-- Begin Text provided --
Re: [PATCH -next V7 0/7] riscv: Optimize function trace

From: Guo Ren
Date: Mon Feb 06 2023 - 22:58:00 EST


On Mon, Feb 6, 2023 at 5:56 PM Mark Rutland <mark.rutland@xxxxxxx> wrote:
>
> On Sat, Feb 04, 2023 at 02:40:52PM +0800, Guo Ren wrote:
> > On Mon, Jan 16, 2023 at 11:02 PM Evgenii Shatokhin
> > <e.shatokhin@xxxxxxxxx> wrote:
> > >
> > > Hi,
> > >
> > > On 12.01.2023 12:05, guoren@xxxxxxxxxx wrote:
> > > > From: Guo Ren <guoren@xxxxxxxxxxxxxxxxx>
> > > >
> > > > The previous ftrace detour implementation fc76b8b8011 ("riscv: Using
> > > > PATCHABLE_FUNCTION_ENTRY instead of MCOUNT") contain three problems.
> > > >
> > > > - The most horrible bug is preemption panic which found by Andy [1].
> > > > Let's disable preemption for ftrace first, and Andy could continue
> > > > the ftrace preemption work.
> > >
> > > It seems, the patches #2-#7 of this series do not require "riscv:
> > > ftrace: Fixup panic by disabling preemption" and can be used without it.
> > >
> > > How about moving that patch out of the series and processing it separately?
> > Okay.
> >
> > >
> > > As it was pointed out in the discussion of that patch, some other
> > > solution to non-atomic changes of the prologue might be needed anyway.
> > I think you mean Mark Rutland's DYNAMIC_FTRACE_WITH_CALL_OPS. But that
> > still needs to be ready. Let's disable PREEMPT for ftrace first.
>
> FWIW, taking the patch to disable FTRACE with PREEMPT for now makes sense to
> me, too.
Thx, you agree with that.

>
> The DYNAMIC_FTRACE_WITH_CALL_OPS patches should be in v6.3. They're currently
> queued in the arm64 tree in the for-next/ftrace branch:
>
> git://git.kernel.org/pub/scm/linux/kernel/git/arm64/linux.git for-next/ftrace
> https://git.kernel.org/pub/scm/linux/kernel/git/arm64/linux.git/
>
> ... and those *should* be in v6.3.
Glade to hear that. Great!
-- End Text provided --
-- Begin Entries --
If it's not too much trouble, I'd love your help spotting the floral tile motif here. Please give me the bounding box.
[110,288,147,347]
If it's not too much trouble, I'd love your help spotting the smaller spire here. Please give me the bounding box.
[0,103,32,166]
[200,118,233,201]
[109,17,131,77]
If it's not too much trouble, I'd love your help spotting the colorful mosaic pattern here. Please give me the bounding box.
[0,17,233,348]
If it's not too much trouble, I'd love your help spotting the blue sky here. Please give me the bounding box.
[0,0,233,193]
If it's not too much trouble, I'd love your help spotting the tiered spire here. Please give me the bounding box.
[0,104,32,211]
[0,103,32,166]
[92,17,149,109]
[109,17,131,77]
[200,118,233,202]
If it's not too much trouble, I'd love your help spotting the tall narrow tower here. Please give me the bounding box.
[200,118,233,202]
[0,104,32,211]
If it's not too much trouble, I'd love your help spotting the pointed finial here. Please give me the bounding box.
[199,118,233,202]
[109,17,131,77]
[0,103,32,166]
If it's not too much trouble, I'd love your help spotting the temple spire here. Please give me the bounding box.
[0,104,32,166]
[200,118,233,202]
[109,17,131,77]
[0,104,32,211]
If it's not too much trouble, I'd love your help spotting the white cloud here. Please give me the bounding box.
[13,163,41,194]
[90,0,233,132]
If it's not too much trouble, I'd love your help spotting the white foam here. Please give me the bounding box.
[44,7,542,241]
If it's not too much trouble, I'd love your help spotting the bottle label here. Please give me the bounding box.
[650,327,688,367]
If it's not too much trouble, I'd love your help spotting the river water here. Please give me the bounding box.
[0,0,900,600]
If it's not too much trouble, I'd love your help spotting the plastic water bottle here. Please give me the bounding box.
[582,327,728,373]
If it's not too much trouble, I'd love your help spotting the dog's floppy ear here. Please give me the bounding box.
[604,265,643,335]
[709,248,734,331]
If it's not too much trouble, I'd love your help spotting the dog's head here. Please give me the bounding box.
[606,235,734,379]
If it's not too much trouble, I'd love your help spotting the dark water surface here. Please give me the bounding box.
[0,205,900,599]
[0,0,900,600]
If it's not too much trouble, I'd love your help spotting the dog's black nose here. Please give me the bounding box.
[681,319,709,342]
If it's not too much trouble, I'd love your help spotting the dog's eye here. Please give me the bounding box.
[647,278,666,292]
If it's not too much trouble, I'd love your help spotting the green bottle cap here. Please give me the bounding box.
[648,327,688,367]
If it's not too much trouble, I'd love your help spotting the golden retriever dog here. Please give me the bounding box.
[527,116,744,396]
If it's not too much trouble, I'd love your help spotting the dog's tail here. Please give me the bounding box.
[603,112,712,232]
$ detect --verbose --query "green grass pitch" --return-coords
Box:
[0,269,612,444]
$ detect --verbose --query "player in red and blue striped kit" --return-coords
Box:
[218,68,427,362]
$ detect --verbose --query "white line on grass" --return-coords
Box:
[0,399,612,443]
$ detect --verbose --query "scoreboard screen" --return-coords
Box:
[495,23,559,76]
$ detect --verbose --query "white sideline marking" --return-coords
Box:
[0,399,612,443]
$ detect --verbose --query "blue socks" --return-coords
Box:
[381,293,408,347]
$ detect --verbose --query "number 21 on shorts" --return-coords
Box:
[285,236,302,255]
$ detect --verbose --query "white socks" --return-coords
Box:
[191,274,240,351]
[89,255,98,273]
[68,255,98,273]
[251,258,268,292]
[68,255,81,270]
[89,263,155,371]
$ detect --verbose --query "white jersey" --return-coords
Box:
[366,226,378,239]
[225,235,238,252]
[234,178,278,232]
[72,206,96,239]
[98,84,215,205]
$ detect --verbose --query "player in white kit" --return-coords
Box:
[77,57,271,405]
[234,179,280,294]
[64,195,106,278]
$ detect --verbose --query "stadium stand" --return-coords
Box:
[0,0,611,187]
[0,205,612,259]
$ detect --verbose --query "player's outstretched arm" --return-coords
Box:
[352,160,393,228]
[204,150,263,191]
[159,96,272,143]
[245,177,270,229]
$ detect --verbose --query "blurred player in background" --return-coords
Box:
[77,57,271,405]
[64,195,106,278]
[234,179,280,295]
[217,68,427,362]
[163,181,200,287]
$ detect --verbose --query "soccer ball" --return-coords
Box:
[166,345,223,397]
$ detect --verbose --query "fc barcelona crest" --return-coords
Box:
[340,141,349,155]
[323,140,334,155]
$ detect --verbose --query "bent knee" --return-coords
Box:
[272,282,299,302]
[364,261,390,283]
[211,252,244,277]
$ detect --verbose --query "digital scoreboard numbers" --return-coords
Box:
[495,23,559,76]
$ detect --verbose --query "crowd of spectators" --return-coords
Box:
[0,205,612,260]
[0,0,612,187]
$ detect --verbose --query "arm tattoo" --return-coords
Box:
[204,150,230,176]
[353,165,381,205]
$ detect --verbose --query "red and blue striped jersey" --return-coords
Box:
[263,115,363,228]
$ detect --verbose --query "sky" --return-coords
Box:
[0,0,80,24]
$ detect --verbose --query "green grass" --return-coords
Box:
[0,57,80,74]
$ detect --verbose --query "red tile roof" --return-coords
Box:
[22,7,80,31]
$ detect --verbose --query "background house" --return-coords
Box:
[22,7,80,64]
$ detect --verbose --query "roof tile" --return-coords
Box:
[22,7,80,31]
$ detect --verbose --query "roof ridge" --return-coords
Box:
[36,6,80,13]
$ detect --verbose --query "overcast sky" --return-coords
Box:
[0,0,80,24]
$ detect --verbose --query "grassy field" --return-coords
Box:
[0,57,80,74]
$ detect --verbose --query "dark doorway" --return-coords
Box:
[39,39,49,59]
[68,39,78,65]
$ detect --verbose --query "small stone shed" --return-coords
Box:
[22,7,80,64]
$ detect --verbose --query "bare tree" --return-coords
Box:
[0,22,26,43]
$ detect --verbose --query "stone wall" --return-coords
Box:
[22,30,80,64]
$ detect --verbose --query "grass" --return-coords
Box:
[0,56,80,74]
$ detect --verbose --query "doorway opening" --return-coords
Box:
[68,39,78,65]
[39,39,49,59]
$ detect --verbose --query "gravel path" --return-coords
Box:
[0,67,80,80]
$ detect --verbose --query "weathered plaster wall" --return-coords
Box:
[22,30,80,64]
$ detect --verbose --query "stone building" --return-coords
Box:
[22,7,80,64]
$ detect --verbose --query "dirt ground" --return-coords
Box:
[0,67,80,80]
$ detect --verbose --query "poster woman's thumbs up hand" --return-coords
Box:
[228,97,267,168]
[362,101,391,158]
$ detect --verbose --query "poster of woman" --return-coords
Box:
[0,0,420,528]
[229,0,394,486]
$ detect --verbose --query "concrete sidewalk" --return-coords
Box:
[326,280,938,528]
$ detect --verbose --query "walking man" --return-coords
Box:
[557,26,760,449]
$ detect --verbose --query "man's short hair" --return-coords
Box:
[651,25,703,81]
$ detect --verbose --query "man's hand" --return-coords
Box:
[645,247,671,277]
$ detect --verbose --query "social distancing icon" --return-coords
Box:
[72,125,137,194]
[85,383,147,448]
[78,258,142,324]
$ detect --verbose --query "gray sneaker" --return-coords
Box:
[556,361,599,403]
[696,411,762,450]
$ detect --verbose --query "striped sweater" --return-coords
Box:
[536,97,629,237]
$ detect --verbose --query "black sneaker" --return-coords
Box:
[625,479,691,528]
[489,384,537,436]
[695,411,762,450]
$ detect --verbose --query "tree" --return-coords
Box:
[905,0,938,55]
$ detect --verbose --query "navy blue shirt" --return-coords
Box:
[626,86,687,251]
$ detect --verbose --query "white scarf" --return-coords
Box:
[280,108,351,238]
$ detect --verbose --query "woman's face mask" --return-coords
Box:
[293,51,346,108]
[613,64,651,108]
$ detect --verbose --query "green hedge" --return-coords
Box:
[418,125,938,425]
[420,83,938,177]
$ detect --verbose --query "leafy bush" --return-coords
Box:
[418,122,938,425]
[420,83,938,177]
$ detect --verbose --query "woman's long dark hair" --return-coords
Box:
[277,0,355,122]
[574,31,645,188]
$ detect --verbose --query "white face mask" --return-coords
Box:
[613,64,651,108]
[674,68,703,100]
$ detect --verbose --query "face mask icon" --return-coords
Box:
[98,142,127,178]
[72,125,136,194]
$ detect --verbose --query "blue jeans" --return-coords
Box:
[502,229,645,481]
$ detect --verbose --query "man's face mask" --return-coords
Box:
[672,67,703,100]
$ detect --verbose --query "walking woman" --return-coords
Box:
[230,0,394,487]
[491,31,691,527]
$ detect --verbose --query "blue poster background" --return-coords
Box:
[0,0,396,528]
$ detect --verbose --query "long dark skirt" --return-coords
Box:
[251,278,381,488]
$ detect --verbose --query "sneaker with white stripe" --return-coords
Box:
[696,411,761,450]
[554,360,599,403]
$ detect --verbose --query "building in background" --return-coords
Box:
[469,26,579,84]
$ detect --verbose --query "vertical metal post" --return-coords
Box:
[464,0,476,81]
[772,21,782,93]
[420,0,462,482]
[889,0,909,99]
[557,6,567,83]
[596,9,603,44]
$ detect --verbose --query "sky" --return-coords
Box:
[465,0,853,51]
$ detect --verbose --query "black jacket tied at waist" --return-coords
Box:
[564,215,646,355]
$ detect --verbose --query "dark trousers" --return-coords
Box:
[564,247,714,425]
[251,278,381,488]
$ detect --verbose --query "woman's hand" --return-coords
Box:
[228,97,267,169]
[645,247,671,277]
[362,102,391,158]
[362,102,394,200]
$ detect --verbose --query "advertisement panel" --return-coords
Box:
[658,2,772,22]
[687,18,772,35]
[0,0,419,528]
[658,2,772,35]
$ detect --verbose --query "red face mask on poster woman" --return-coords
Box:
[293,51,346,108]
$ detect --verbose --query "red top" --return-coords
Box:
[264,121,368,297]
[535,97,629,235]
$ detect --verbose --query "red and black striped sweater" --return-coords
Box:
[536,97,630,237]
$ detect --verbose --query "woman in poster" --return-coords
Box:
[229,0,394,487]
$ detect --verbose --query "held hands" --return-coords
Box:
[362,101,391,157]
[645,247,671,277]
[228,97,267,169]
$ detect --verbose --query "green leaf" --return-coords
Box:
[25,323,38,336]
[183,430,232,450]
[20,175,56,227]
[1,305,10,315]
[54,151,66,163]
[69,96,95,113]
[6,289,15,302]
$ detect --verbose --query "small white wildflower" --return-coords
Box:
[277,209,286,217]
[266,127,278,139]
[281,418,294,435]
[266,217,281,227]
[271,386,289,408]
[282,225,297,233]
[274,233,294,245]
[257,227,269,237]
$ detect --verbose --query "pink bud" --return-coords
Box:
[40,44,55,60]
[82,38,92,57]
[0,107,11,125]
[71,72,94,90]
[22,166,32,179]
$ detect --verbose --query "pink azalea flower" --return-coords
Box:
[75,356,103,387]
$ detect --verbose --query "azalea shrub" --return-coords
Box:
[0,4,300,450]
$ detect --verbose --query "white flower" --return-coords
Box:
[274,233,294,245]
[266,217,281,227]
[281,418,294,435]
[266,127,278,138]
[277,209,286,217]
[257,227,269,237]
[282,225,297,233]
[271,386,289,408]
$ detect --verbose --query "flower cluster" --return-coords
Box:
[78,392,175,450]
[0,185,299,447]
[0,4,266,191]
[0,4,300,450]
-- End Entries --
**Work to complete:**
a - Why does Guo Ren want to disable PREEMPT for ftrace first, according to the ftrace patch thread? Answer in one to three sentences.
b - Which people are named in the ftrace patch thread?
c - Summarize the ftrace patch thread in two sentences.

**Worked answers:**
a - The previous ftrace detour implementation had a preemption panic, which Guo Ren called the most horrible bug and which Andy found. Mark Rutland's DYNAMIC_FTRACE_WITH_CALL_OPS, the other possible solution, still needs to be ready.

b - Guo Ren, Mark Rutland, Evgenii Shatokhin, and Andy.

c - In a discussion of a riscv patch series that optimizes function trace, Evgenii Shatokhin suggested taking the patch that disables preemption for ftrace out of the series because the other patches do not require it, and Guo Ren agreed. Guo Ren argued for disabling PREEMPT for ftrace first because Mark Rutland's DYNAMIC_FTRACE_WITH_CALL_OPS still needs to be ready, and Mark Rutland agreed, adding that those patches are queued in the arm64 tree and should be in v6.3.